- Task description -
Extract the passage from the piece on self-inventory that begins at the words "Self-inventory means self-hate." and stops after "don't have peace.", copying it word for word.

What's Wrong With Me?
Self-inventory means self-hate. A poem by Russel Edson. Groovy quotes from the Tao Te Ching and Thich Nhat Hanh. A stunning story about being a mother with an unhoused son.
Just to check in:
Earlier this week, I thought about someone I hadn't thought about for a long time. I decided to reach out but remembered: no, don't do that.
I'd emailed this person a few years ago, hoping it would crack the door for a phone call or meet-up since we were both in LA, but I never received a response. After a week, I nudged a mutual friend to ask if my email was received, but there was no need to follow up: "They got it," my friend said. And? "That's all. I'm sorry, man."
When I presented this outcome to my sponsor, he said the only thing left to do is to make a living amends by respecting their silence and granting them peace.
It's been a few years, and I still don't have peace.
"I feel like I've become someone people don't want to associate with anymore because I'm too exhausting and give off such bad energy."

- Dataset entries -
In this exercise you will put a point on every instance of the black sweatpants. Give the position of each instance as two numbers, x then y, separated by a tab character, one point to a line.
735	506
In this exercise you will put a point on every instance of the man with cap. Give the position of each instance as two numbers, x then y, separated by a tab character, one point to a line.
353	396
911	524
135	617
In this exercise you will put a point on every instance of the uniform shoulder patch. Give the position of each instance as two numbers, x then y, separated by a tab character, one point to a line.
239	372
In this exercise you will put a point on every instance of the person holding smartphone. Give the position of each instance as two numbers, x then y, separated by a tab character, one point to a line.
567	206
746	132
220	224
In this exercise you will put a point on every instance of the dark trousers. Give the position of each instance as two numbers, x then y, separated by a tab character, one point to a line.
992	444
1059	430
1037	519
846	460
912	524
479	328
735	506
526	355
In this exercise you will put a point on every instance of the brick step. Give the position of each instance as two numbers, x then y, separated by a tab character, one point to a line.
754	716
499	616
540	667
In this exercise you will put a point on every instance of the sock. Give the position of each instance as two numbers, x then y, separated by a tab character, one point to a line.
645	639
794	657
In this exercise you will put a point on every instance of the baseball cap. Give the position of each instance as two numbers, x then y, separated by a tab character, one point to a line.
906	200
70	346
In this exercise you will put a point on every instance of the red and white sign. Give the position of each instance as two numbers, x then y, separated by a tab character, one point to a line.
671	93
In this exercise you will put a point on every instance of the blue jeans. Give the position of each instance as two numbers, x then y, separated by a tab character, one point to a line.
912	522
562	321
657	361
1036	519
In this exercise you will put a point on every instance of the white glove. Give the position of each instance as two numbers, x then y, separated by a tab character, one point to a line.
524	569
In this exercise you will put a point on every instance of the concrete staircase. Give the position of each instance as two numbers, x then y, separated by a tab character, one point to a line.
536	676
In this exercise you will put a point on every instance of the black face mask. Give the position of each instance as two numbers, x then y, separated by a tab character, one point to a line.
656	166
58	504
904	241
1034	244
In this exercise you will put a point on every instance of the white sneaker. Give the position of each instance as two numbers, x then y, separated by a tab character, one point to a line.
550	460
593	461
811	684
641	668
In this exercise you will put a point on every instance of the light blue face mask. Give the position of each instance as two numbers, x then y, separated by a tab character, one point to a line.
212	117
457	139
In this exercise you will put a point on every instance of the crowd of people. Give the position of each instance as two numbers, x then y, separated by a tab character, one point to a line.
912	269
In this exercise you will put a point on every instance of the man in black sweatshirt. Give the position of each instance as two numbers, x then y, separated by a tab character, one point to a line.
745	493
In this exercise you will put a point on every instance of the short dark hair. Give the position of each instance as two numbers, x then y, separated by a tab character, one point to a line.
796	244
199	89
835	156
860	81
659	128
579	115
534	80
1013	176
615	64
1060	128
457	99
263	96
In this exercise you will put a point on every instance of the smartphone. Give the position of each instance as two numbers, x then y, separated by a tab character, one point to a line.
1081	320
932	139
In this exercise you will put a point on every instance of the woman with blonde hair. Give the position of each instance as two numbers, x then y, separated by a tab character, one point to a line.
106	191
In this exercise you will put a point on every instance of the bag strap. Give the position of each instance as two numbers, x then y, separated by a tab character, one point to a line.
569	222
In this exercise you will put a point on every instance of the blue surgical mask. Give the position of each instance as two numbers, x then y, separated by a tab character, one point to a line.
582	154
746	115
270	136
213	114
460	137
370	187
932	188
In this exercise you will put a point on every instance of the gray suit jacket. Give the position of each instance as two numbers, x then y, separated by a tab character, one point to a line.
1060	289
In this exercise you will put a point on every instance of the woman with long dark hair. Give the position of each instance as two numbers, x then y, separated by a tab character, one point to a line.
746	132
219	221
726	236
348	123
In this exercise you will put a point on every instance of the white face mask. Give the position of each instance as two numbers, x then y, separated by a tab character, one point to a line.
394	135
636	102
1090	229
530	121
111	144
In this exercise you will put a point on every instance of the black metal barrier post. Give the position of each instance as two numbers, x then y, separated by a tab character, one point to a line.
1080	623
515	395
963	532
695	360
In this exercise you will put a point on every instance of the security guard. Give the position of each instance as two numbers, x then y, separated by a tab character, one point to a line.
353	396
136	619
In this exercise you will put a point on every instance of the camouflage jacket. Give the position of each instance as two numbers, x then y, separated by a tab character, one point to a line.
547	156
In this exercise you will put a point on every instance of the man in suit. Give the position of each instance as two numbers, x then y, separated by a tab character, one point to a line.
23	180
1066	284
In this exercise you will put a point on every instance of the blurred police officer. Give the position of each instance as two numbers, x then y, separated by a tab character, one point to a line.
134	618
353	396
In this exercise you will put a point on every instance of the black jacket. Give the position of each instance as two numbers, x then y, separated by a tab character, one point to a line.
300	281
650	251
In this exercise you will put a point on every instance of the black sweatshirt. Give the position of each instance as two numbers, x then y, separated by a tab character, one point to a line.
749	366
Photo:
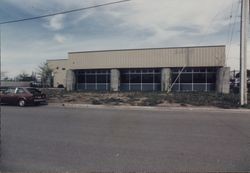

- Written answer -
Self-inventory means self-hate. A poem by Russel Edson. Groovy quotes from the Tao Te Ching and Thich Nhat Hanh. A stunning story about being a mother with an unhoused son.
Just to check in:
Earlier this week, I thought about someone I hadn't thought about for a long time. I decided to reach out but remembered: no, don't do that.
I'd emailed this person a few years ago, hoping it would crack the door for a phone call or meet-up since we were both in LA, but I never received a response. After a week, I nudged a mutual friend to ask if my email was received, but there was no need to follow up: "They got it," my friend said. And? "That's all. I'm sorry, man."
When I presented this outcome to my sponsor, he said the only thing left to do is to make a living amends by respecting their silence and granting them peace.
It's been a few years, and I still don't have peace.